§ **EXERCISE DIRECTIONS**
According to the court opinion below, on what ground did the defendant move to quash the service of the declaration?

§ **SOURCE**
☆ ☆ ☆ ☆ ☆
Turner v. St. Clair Tunnel Co.

102 Mich. 574 | Mich. | 1894

Long, J.

This controversy arises over the sufficiency of the service of the declaration by which suit was commenced upon the defendant company, and the rulings of the court in framing an issue to determine the force of such service. Defendant entered a motion to quash the service on the ground that one F. C. Kenney, upon whom the service-was made, was not an agent or officer of the defendant, company upon whom process could be served which would bind the defendant. On the hearing of this motion the plaintiff demanded an issue, and tendered the form of such issue to the court. Thereupon the defendant’s counsel requested that he be allowed the same time to plead or demur as he would be entitled to in case of service of declaration. This was denied, büt the court continued the hearing for three days for that purpose, at which time the court, against defendant’s objection, framed the issue as follows:

*578“Was F. C. Kenney, the person on whom the declaration filed in this cause was served, such an officer, agent, or employé of the defendant, or so connected with its business, on January 26, 1894, as that service could be made on him, and bind the defendant, under the laws of' this State?”

This issue, which seems to have been consented to by plaintiff’s counsel, was set for hearing before the court for a day five days thereafter.

This ruling of the court in framing the issue, and refusing the request for time to plead or demur, raises the first question presented, but we think the case ruled by Haywood v. Johnson, 41 Mich. 605, in which it was said that,—

“ Instead of proceeding to raise an issue by the formal and somewhat dilatory course by pleading, it was perfectly admissible for the court, in case the plaintiff wished to control the point on an issue joined, to frame an issue on the basis of the motion, and then proceed without unnecessary delay to try it, and get a determination of the fact on the record, with the same effect as though the issue had been introduced by pleading.”
☆ ☆ ☆ ☆ ☆
§ **DATA LISTING**

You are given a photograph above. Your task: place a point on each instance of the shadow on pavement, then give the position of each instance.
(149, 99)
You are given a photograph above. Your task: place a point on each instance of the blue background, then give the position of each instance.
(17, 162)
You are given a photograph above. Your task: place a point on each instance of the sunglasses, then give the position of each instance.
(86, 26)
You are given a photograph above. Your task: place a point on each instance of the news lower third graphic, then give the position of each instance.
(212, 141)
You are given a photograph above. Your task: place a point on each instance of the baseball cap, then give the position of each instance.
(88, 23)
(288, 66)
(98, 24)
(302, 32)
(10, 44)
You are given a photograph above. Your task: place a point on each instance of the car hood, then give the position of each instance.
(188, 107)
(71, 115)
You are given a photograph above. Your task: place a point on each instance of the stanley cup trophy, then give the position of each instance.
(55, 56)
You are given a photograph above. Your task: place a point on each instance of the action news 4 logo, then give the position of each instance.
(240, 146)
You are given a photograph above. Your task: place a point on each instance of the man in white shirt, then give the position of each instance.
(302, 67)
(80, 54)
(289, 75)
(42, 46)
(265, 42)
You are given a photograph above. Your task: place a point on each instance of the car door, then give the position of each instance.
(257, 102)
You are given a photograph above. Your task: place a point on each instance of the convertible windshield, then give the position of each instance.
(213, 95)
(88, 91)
☆ ☆ ☆ ☆ ☆
§ **SOLUTION**
The defendant argued that F. C. Kenney, the person served, was not an agent or officer of the defendant company on whom process could be served so as to bind the company.